* _Given exercise_
Will you return, word for word, the part of the material that opens with the line containing "of the tall" and closes with the line containing "column 858, row 620", both of those lines included?

[start of Information given]

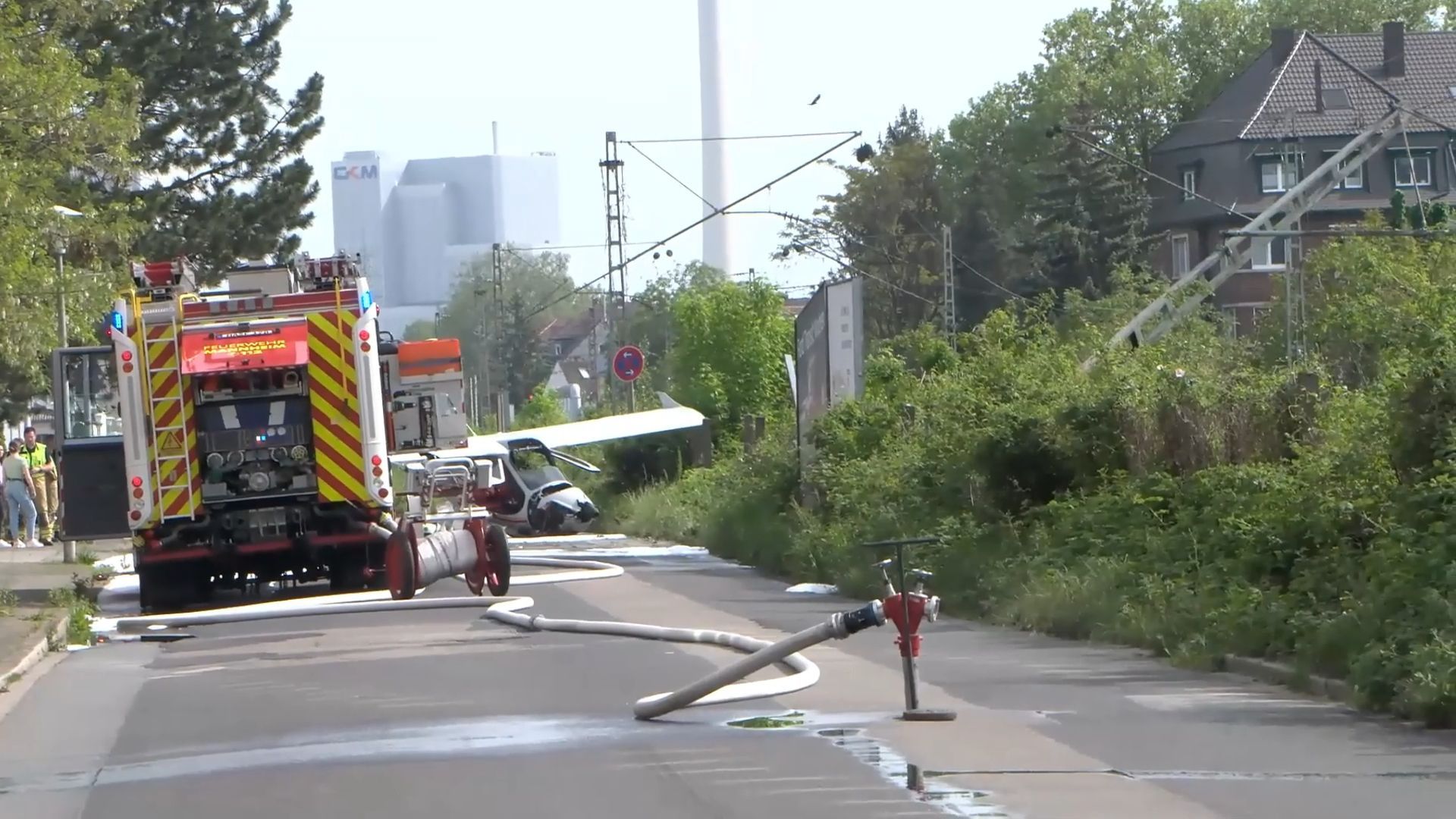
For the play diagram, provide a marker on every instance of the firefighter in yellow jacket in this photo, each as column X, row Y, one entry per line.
column 47, row 487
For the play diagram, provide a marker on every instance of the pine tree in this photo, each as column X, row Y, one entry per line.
column 221, row 177
column 523, row 360
column 1092, row 215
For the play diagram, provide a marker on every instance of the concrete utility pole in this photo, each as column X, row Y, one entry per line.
column 497, row 335
column 948, row 270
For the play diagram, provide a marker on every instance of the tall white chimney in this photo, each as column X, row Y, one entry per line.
column 715, row 159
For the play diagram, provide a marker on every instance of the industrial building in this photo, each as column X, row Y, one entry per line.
column 419, row 223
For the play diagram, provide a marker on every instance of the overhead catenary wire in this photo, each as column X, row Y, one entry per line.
column 752, row 137
column 720, row 687
column 717, row 212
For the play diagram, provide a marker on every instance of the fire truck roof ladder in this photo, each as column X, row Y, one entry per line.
column 1229, row 257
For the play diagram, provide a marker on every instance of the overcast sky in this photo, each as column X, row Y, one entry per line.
column 557, row 74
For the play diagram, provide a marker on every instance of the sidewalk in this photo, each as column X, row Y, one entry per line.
column 27, row 613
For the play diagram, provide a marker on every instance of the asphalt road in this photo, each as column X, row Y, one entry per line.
column 430, row 713
column 1241, row 748
column 438, row 713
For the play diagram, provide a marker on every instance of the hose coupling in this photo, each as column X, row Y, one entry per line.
column 858, row 620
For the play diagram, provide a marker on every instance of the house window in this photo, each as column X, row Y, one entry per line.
column 1277, row 175
column 1353, row 181
column 1270, row 254
column 1180, row 254
column 1245, row 318
column 1413, row 171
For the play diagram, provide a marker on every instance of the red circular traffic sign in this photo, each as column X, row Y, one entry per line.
column 628, row 363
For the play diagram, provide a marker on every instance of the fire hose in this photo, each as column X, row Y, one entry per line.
column 715, row 689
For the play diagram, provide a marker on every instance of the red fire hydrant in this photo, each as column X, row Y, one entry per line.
column 908, row 610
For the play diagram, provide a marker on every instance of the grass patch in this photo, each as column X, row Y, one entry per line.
column 783, row 722
column 80, row 610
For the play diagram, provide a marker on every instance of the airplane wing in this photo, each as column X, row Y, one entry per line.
column 669, row 419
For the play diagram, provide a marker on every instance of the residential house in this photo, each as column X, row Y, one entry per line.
column 1301, row 101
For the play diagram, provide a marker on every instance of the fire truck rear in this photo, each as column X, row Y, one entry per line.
column 253, row 426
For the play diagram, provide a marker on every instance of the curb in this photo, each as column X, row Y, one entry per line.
column 1280, row 673
column 55, row 635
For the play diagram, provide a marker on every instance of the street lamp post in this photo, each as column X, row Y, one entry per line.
column 58, row 248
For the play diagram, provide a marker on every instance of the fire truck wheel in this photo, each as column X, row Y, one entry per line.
column 498, row 575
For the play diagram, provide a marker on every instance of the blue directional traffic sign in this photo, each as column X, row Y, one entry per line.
column 628, row 363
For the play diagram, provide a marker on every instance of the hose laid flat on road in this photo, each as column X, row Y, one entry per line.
column 717, row 689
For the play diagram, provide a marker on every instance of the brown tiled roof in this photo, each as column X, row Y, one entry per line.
column 1273, row 102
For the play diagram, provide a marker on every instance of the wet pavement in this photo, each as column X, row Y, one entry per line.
column 1241, row 748
column 441, row 713
column 433, row 713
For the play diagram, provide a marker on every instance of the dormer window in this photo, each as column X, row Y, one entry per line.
column 1335, row 99
column 1277, row 174
column 1413, row 171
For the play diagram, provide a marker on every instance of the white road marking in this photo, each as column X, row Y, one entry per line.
column 1184, row 701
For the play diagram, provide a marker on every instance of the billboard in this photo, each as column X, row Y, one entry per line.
column 830, row 354
column 811, row 368
column 845, row 308
column 346, row 172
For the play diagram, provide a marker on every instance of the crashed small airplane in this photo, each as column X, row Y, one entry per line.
column 514, row 475
column 536, row 497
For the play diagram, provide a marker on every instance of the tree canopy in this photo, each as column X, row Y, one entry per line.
column 220, row 171
column 60, row 129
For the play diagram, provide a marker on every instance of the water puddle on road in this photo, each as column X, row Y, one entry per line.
column 473, row 738
column 896, row 768
column 886, row 761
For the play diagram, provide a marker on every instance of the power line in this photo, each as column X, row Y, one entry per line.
column 582, row 246
column 734, row 139
column 670, row 175
column 753, row 193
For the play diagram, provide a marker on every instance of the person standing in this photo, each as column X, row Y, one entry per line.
column 42, row 475
column 19, row 494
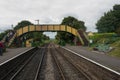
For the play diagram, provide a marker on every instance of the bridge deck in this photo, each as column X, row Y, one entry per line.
column 108, row 61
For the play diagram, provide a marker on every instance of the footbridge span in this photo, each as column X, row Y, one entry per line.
column 46, row 28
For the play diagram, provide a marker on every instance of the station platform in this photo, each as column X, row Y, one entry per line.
column 101, row 58
column 11, row 52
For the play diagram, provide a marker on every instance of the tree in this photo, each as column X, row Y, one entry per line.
column 23, row 24
column 116, row 12
column 73, row 22
column 110, row 22
column 106, row 23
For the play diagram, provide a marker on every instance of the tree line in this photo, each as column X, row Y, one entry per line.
column 110, row 21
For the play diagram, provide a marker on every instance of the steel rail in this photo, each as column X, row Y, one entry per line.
column 40, row 65
column 58, row 65
column 74, row 65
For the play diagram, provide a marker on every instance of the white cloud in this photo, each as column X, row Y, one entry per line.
column 53, row 11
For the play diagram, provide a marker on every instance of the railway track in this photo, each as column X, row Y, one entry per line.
column 40, row 63
column 27, row 69
column 67, row 69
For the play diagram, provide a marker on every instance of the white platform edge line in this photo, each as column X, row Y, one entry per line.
column 93, row 61
column 15, row 56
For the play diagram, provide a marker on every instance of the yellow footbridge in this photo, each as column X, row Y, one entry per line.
column 46, row 28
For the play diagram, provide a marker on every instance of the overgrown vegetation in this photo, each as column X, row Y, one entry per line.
column 64, row 37
column 110, row 21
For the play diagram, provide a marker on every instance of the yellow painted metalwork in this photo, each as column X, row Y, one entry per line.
column 19, row 31
column 25, row 29
column 32, row 28
column 82, row 42
column 28, row 43
column 57, row 28
column 38, row 28
column 62, row 27
column 47, row 28
column 68, row 29
column 51, row 28
column 44, row 27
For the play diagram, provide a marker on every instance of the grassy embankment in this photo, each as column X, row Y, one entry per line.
column 110, row 39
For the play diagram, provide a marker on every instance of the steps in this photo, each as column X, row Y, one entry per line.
column 11, row 40
column 84, row 38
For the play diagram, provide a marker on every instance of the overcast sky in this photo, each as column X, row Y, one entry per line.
column 53, row 11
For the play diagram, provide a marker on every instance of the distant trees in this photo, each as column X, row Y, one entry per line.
column 22, row 24
column 73, row 22
column 110, row 22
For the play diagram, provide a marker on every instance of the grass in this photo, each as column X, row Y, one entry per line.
column 116, row 51
column 110, row 39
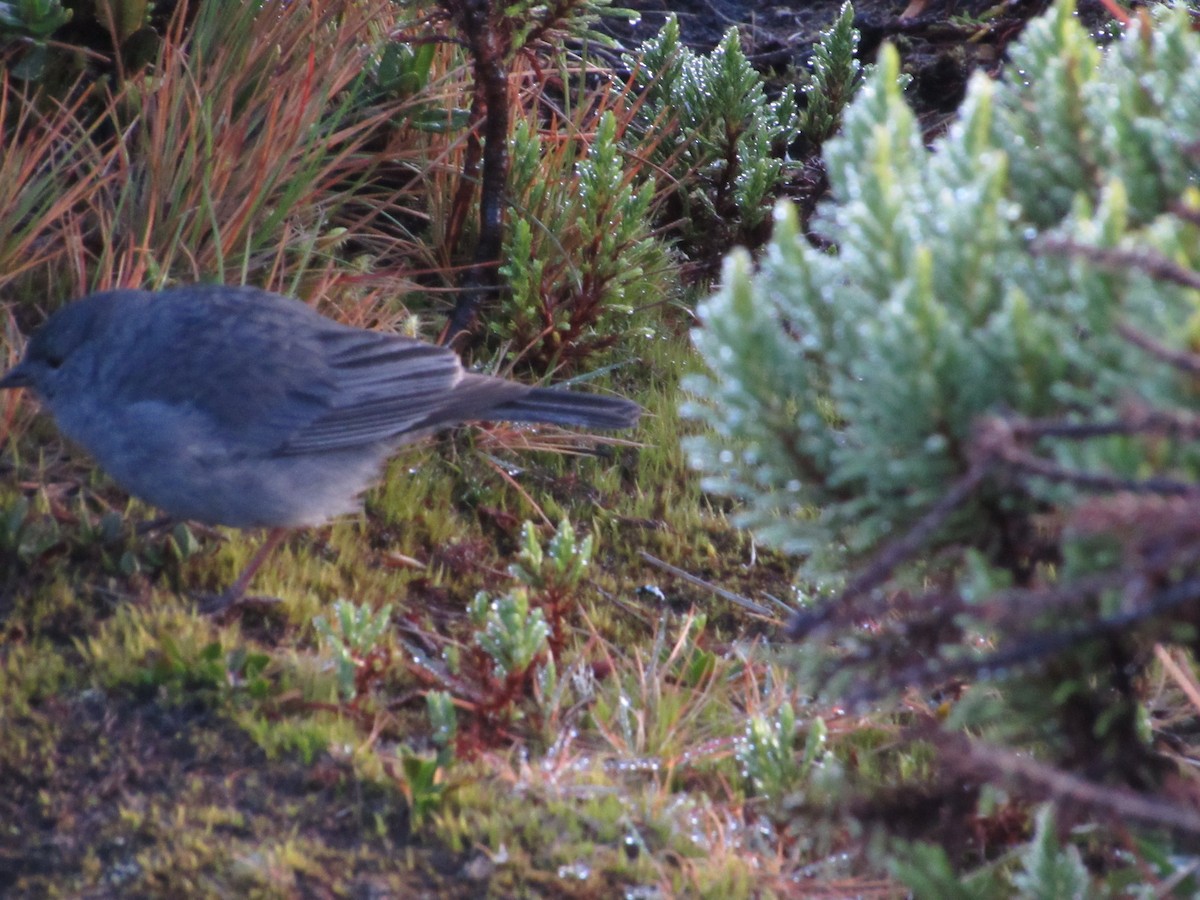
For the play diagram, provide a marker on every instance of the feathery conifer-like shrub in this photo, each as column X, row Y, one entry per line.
column 976, row 418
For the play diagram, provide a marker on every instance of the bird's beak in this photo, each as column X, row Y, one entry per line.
column 17, row 377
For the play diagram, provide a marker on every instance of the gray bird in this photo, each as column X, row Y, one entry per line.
column 239, row 407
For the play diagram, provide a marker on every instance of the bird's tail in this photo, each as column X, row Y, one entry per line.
column 555, row 406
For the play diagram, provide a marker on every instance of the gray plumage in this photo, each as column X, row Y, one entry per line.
column 238, row 407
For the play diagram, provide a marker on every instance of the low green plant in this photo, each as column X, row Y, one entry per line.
column 984, row 397
column 355, row 636
column 834, row 79
column 767, row 753
column 717, row 137
column 513, row 635
column 580, row 253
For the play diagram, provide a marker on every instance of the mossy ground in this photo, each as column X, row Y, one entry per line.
column 148, row 749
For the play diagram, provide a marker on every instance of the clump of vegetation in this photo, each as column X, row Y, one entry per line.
column 983, row 396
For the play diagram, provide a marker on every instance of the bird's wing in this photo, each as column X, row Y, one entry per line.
column 271, row 376
column 384, row 387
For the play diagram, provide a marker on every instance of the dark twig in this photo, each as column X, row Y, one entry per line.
column 879, row 571
column 1115, row 259
column 1121, row 803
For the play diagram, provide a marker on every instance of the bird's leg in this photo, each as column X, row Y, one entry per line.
column 235, row 595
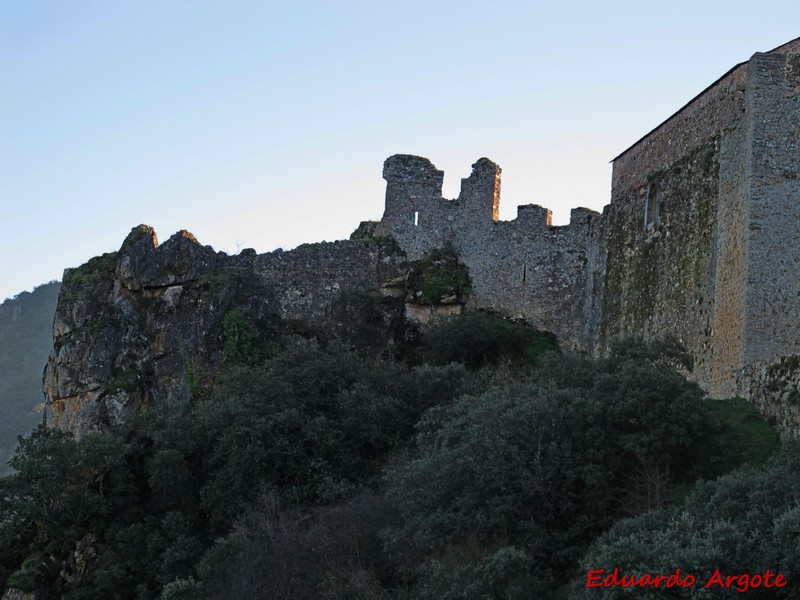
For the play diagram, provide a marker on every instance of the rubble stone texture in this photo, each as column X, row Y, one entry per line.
column 701, row 241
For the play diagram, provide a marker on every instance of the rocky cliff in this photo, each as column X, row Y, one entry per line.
column 141, row 326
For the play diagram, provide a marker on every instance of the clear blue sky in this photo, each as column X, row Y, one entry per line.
column 267, row 123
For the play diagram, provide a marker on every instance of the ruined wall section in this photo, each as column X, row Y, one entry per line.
column 415, row 213
column 306, row 282
column 727, row 349
column 772, row 309
column 703, row 119
column 530, row 270
column 524, row 268
column 659, row 278
column 686, row 276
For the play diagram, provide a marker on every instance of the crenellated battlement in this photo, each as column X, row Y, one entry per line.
column 525, row 267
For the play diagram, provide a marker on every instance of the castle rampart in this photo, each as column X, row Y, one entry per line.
column 700, row 240
column 525, row 268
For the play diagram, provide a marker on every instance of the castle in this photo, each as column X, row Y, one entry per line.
column 701, row 239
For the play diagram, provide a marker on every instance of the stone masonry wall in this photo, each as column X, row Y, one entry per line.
column 772, row 292
column 524, row 268
column 700, row 121
column 659, row 277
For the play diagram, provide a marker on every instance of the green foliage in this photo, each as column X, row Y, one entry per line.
column 748, row 437
column 526, row 474
column 480, row 339
column 26, row 337
column 319, row 472
column 276, row 551
column 240, row 341
column 436, row 276
column 84, row 279
column 365, row 320
column 745, row 522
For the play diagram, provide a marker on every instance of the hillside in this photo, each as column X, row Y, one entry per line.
column 26, row 337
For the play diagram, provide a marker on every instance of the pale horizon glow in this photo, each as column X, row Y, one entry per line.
column 265, row 124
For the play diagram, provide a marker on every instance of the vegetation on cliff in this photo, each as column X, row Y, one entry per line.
column 309, row 468
column 26, row 337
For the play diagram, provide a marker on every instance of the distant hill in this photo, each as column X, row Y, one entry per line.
column 26, row 337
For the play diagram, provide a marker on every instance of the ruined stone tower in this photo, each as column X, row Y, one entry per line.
column 701, row 239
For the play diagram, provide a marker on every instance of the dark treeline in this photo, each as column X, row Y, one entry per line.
column 26, row 337
column 482, row 464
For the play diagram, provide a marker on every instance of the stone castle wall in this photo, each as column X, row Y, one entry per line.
column 718, row 267
column 525, row 268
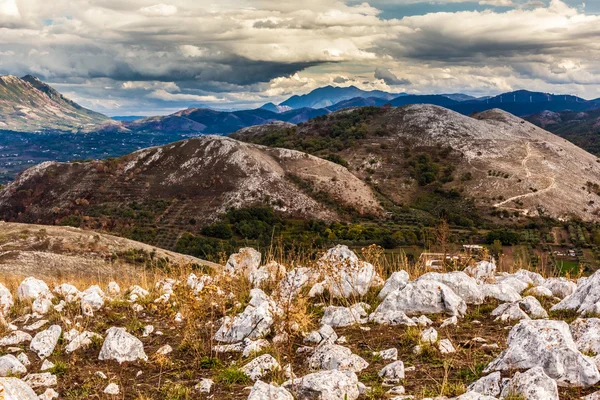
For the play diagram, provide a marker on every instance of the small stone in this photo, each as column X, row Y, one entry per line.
column 389, row 354
column 164, row 350
column 429, row 335
column 205, row 385
column 446, row 347
column 112, row 389
column 46, row 365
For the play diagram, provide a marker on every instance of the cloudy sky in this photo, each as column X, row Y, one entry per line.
column 147, row 57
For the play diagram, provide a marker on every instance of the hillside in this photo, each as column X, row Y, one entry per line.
column 153, row 195
column 28, row 105
column 579, row 127
column 428, row 157
column 52, row 251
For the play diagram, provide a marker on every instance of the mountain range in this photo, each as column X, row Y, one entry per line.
column 415, row 161
column 29, row 105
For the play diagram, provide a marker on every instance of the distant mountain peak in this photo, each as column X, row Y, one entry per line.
column 27, row 104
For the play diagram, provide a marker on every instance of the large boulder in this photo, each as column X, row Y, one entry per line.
column 461, row 283
column 253, row 323
column 260, row 366
column 526, row 308
column 245, row 262
column 16, row 389
column 333, row 356
column 548, row 344
column 121, row 346
column 44, row 342
column 345, row 275
column 10, row 366
column 533, row 384
column 560, row 287
column 423, row 297
column 326, row 385
column 264, row 391
column 396, row 281
column 31, row 288
column 585, row 299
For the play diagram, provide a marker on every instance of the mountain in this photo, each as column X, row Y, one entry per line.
column 158, row 193
column 448, row 164
column 47, row 251
column 28, row 105
column 275, row 108
column 204, row 120
column 330, row 95
column 579, row 127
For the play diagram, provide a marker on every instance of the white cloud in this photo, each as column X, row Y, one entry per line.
column 159, row 10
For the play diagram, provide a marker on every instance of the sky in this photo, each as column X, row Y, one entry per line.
column 147, row 57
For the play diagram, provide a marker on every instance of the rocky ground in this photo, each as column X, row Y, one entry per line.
column 338, row 329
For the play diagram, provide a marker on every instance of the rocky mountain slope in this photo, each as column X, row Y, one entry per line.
column 185, row 185
column 579, row 127
column 262, row 330
column 498, row 160
column 29, row 105
column 51, row 251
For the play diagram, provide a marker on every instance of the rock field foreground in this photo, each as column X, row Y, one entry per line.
column 336, row 330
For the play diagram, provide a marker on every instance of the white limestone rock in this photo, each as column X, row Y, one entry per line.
column 461, row 283
column 92, row 299
column 325, row 334
column 560, row 287
column 501, row 292
column 423, row 297
column 326, row 385
column 345, row 275
column 44, row 342
column 264, row 391
column 548, row 344
column 333, row 356
column 260, row 366
column 121, row 346
column 532, row 384
column 82, row 340
column 586, row 333
column 16, row 389
column 67, row 292
column 585, row 299
column 112, row 389
column 489, row 385
column 539, row 291
column 113, row 289
column 15, row 338
column 446, row 347
column 254, row 323
column 335, row 316
column 244, row 262
column 429, row 335
column 10, row 366
column 204, row 386
column 396, row 281
column 6, row 300
column 526, row 308
column 392, row 373
column 31, row 288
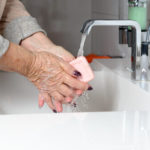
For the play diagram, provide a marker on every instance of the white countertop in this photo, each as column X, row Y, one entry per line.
column 75, row 131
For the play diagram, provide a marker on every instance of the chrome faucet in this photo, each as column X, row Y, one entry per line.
column 133, row 40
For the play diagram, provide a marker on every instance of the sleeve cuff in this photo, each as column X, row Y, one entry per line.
column 21, row 28
column 4, row 45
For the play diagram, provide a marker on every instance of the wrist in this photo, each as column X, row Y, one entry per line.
column 17, row 59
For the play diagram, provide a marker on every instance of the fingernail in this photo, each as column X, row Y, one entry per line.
column 54, row 111
column 77, row 73
column 90, row 88
column 74, row 104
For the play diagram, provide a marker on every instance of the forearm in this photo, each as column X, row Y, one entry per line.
column 16, row 59
column 38, row 42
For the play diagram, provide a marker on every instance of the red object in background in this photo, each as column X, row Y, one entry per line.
column 90, row 57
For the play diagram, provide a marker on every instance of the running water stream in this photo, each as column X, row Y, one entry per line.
column 84, row 98
column 81, row 50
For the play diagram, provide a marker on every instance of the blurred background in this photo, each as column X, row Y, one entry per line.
column 63, row 19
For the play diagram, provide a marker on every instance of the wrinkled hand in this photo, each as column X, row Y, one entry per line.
column 55, row 79
column 38, row 42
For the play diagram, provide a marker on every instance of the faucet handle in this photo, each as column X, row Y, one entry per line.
column 86, row 26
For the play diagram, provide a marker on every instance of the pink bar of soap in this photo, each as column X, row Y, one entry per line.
column 81, row 65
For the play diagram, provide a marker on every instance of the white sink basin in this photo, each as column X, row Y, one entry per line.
column 76, row 131
column 111, row 92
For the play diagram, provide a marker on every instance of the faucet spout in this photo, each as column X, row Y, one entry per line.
column 136, row 45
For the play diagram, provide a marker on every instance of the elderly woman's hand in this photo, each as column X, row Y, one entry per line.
column 38, row 42
column 55, row 79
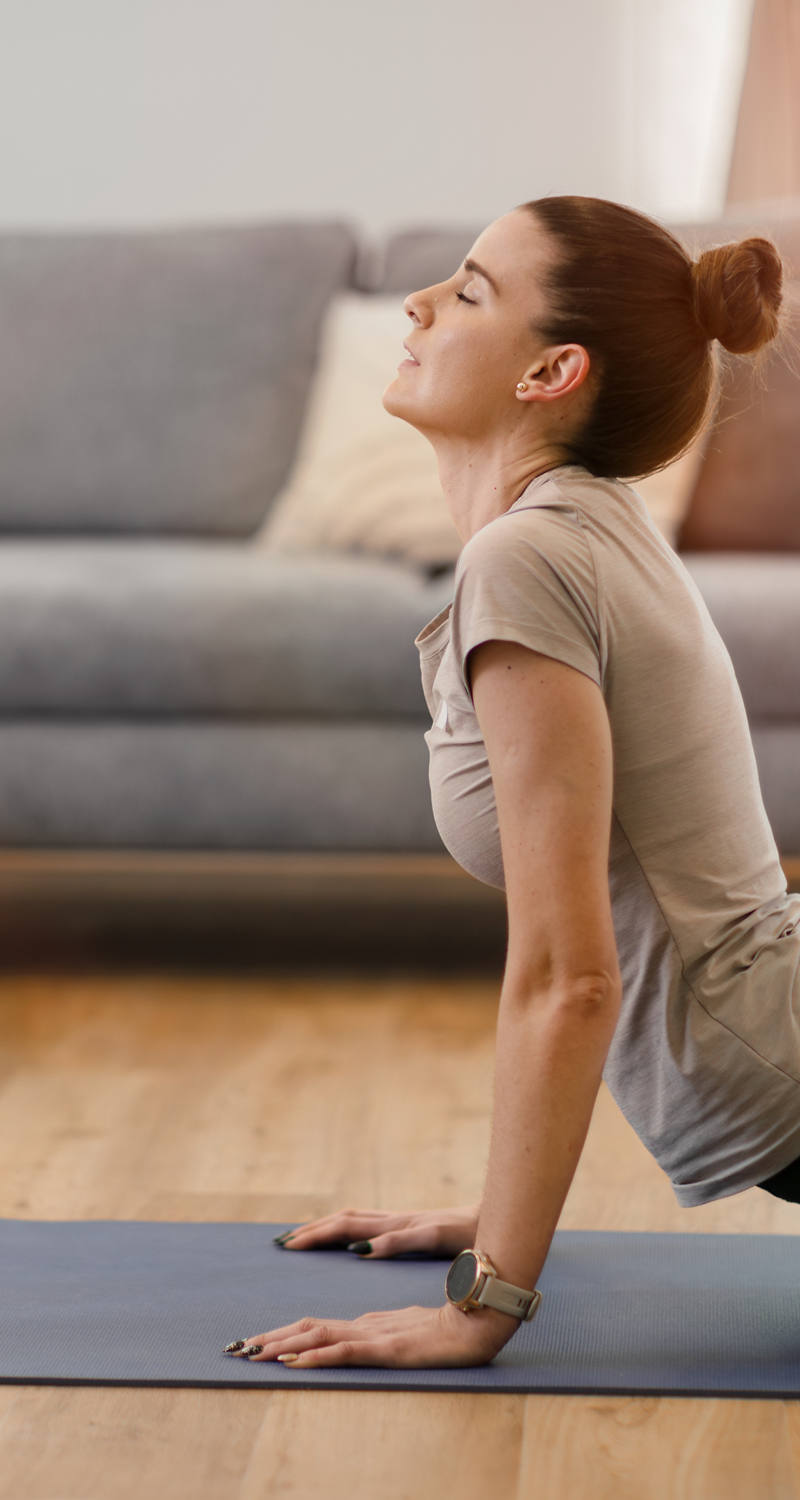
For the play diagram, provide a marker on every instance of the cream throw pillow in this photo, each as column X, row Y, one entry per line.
column 368, row 482
column 362, row 479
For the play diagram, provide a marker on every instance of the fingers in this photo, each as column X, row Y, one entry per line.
column 308, row 1335
column 348, row 1226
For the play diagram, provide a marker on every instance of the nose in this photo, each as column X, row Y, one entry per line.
column 415, row 306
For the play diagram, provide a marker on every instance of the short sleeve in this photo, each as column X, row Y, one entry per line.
column 529, row 576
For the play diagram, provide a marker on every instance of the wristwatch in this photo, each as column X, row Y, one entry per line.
column 473, row 1283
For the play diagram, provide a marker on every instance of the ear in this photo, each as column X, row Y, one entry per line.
column 557, row 372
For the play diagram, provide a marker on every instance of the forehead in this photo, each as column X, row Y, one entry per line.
column 511, row 248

[end of Information given]

* _Full response_
For the play diagram, provide a marker on every instance of the tall white chimney in this photo, each as column X, row Y, one entry per line.
column 715, row 159
For the play diagram, provide a marker on every instance of the industrial building in this photo, each as column X, row Y, one entry per line.
column 419, row 223
For the play diagram, provide a marker on every instance of the overhead catenary wire in this photo, each as column X, row Y, one entry per line.
column 752, row 137
column 720, row 687
column 717, row 212
For the play diagram, provide a marker on every instance of the fire truck roof ladder in this photo, each as column X, row Y, one entry per line.
column 1229, row 257
For the play diagram, provide a marker on every instance of the overcast sky in this photo, each as column X, row Y, one entry per line.
column 557, row 74
For the play diagram, provide a marker on every instance of the sidewalk in this photo, each as column X, row Y, one entry per line.
column 27, row 613
For the play diagram, provide a marker on every instance of the asphalt road in this photo, each as column X, row Y, one entry per line.
column 430, row 713
column 1241, row 748
column 438, row 713
For the play diagram, provide a marker on every instance of the hose coupling in this photo, each as column X, row Y, one entry per line.
column 858, row 620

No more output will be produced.